### Challenge
Please repeat the rows that begin with the line containing "Target: forehead" and continue through the end of the rows, swapping "eyelash" for "eyebrow" and leaving everything else unchanged.

--- start ---

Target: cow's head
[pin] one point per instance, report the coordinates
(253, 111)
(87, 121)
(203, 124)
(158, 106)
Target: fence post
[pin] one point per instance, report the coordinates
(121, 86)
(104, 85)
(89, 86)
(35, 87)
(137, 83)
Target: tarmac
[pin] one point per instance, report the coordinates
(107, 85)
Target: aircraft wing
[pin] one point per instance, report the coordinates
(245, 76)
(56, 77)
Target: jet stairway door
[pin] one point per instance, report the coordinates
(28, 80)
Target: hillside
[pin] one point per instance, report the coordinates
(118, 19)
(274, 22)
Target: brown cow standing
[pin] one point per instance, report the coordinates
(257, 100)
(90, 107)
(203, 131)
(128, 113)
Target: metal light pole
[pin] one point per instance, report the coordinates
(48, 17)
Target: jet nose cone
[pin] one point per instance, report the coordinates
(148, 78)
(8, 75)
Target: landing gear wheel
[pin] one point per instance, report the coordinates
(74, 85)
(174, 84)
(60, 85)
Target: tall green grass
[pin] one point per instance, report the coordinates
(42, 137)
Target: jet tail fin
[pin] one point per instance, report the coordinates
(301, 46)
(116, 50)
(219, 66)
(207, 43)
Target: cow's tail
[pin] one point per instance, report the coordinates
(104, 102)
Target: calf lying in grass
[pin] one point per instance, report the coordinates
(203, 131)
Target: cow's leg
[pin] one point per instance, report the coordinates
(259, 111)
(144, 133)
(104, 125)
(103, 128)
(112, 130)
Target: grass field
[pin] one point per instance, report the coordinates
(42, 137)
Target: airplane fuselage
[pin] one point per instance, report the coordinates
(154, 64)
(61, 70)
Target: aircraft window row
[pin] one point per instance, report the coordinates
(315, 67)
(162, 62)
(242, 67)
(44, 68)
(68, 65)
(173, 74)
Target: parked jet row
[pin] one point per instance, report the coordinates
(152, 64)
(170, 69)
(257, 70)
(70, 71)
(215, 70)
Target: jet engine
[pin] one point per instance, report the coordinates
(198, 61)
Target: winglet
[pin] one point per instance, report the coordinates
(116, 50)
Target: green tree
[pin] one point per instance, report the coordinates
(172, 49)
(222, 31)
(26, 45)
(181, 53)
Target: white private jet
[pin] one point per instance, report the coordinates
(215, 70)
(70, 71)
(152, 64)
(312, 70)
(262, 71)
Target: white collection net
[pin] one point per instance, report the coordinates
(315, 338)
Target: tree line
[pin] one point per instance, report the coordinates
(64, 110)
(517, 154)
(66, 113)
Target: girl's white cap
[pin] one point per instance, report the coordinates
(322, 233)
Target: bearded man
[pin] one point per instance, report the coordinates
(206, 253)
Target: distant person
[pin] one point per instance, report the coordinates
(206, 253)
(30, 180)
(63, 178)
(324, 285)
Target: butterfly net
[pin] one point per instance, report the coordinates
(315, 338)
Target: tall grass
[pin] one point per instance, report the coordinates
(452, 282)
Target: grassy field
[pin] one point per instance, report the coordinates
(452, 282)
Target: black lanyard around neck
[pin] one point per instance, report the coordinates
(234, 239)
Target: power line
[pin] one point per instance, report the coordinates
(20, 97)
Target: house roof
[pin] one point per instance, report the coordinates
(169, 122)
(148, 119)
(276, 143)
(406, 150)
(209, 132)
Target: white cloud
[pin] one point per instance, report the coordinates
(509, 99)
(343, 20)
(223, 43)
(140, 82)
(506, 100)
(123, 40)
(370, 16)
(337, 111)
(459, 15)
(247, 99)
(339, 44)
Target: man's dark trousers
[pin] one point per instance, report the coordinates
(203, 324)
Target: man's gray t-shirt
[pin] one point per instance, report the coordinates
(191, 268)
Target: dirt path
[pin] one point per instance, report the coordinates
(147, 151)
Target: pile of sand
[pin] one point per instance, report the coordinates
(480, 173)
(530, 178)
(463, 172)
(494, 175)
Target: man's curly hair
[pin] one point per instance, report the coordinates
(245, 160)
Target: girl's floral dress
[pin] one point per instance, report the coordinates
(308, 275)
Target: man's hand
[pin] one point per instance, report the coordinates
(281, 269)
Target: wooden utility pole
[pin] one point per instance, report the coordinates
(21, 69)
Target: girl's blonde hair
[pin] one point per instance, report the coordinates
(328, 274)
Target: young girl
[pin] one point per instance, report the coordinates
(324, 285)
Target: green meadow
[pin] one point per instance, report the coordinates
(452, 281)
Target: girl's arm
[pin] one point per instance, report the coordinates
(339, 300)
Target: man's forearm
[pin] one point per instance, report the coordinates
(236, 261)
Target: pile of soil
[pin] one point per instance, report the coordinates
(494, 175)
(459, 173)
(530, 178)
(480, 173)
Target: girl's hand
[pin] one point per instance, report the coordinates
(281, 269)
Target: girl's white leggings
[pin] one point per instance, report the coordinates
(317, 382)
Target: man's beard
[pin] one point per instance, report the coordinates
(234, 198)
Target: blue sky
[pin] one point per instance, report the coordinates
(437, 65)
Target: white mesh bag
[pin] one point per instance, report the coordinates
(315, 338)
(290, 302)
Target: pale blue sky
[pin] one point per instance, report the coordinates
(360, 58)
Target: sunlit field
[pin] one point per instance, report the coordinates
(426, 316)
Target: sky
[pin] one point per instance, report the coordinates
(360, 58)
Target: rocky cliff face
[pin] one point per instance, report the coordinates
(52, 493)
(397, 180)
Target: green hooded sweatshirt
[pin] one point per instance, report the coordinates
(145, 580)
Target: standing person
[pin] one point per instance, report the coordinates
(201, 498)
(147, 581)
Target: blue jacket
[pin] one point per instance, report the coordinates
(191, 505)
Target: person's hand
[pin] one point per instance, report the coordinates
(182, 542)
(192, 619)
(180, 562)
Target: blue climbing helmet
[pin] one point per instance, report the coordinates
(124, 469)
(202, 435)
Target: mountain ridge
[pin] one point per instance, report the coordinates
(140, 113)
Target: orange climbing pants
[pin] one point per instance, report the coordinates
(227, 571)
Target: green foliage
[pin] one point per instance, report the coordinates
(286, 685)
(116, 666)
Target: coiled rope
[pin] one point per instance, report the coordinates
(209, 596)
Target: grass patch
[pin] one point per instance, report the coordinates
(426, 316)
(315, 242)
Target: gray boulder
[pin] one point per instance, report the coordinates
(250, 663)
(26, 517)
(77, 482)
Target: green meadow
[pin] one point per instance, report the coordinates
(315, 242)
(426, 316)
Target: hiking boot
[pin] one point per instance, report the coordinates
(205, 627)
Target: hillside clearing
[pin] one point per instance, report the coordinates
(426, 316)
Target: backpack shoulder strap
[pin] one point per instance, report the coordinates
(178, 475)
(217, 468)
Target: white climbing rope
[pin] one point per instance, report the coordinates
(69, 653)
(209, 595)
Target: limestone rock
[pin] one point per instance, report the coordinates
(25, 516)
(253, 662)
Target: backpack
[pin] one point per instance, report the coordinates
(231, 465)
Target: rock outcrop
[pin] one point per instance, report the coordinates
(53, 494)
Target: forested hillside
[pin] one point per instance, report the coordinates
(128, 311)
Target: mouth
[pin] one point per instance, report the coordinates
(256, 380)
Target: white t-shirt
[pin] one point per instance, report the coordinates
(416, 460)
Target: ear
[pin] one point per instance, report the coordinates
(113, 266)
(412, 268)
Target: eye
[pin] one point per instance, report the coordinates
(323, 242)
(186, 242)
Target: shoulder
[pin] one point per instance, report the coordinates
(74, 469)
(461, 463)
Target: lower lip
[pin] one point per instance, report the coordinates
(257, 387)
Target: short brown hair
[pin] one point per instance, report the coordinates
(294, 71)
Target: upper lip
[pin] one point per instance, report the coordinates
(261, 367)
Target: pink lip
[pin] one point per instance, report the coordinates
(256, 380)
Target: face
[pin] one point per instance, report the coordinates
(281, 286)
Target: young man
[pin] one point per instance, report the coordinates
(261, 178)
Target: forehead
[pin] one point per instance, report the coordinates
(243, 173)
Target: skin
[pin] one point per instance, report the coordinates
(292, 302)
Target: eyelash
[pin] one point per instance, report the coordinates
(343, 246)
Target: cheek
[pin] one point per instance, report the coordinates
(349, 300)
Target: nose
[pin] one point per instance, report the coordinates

--- end ---

### Written solution
Target: forehead
[pin] one point per instance, report the coordinates
(243, 173)
Target: skin
[pin] one point per instance, report the coordinates
(292, 302)
Target: eyebrow
[pin] one point per instance, report the coordinates
(343, 246)
Target: cheek
[pin] one point per instance, report the coordinates
(349, 300)
Target: nose
[pin] one point per instance, report the coordinates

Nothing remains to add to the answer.